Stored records

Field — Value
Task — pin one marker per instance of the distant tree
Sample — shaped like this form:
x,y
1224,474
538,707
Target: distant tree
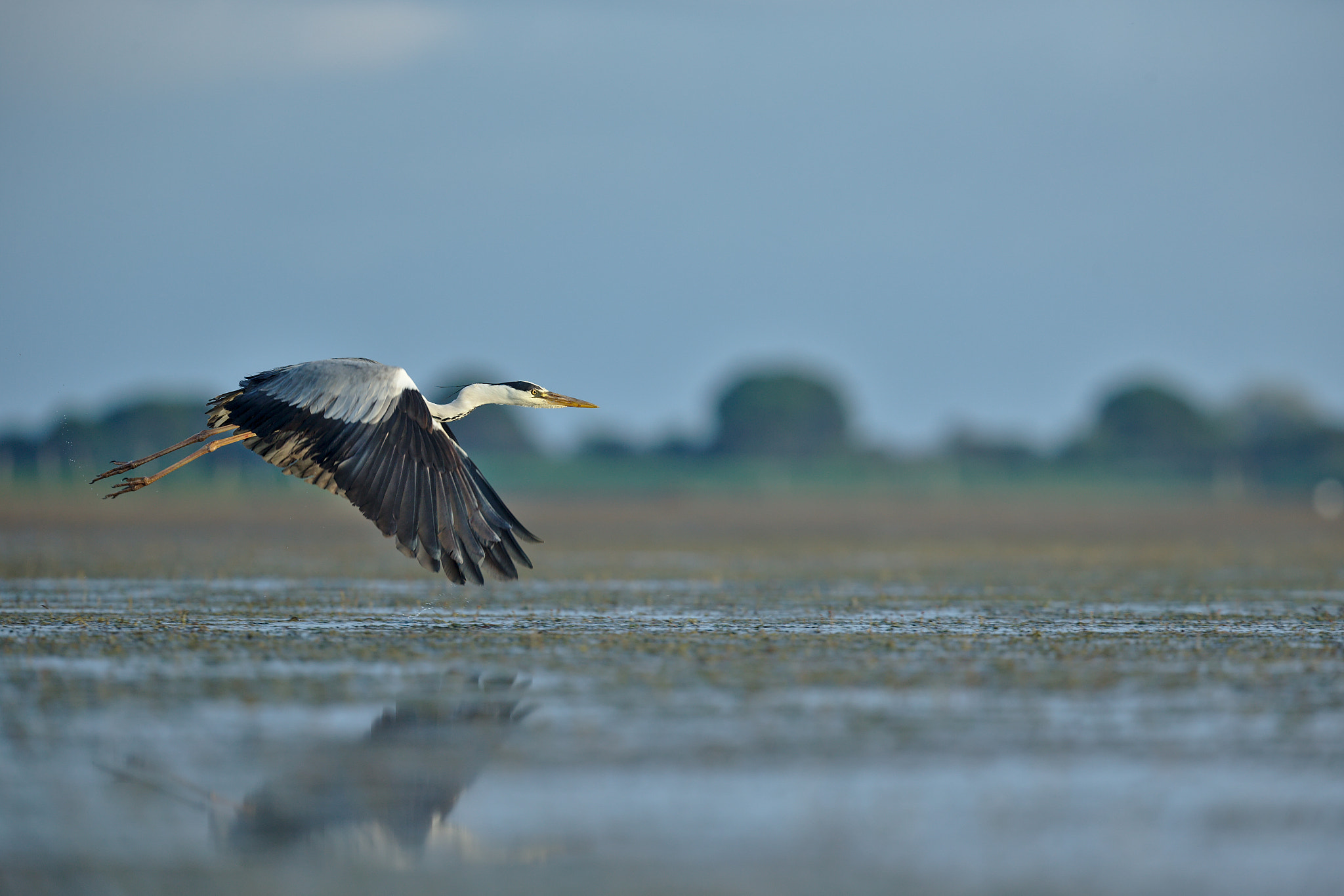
x,y
1148,426
1278,437
494,429
976,449
781,414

WHAT NEEDS TO BE DONE
All the lines above are to be reproduced exactly, except the pictures.

RESULT OF THIS TASK
Field — Value
Task — pin one marker per instance of the distant tree
Sample — shaped like this form:
x,y
1224,474
538,707
Target: distant tree
x,y
1148,426
1278,437
494,429
976,449
781,414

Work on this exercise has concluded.